— What you should do —
Copy, word for word, only the lines of the entries below that run from the line containing "Question. For every instance of the ripe" through the final line of the entries, with both ends included.

# START OF Recorded data

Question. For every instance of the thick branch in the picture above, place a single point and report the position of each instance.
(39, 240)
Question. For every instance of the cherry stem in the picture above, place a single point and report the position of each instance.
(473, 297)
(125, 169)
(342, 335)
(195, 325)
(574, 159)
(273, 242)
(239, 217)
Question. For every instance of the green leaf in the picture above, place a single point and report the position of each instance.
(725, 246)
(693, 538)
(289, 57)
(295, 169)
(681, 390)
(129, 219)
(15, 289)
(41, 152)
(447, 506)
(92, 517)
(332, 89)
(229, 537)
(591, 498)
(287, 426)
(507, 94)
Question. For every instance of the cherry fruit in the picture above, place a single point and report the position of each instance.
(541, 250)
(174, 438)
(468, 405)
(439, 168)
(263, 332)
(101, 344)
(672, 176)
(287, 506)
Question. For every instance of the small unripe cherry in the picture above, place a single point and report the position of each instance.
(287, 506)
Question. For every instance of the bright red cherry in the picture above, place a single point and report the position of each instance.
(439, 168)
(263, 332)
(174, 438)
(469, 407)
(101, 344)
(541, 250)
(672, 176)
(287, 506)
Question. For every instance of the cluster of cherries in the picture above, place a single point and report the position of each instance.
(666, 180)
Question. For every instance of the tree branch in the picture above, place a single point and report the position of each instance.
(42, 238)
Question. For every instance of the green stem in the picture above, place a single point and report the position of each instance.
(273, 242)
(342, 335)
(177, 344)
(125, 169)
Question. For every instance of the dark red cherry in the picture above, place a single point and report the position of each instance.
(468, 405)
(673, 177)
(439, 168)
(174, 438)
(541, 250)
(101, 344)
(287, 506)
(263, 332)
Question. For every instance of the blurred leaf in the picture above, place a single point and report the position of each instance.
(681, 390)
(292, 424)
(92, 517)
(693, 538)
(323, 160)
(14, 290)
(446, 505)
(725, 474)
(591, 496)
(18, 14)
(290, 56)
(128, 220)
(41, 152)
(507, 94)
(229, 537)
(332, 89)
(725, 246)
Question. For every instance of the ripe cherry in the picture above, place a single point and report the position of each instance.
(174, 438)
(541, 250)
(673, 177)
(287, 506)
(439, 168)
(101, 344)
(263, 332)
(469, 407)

# END OF Recorded data

— Reply —
Question. For every instance of the ripe cherry in the picture above, place a single point and report the position of each instance.
(174, 438)
(541, 250)
(673, 177)
(287, 506)
(439, 168)
(101, 344)
(263, 332)
(469, 407)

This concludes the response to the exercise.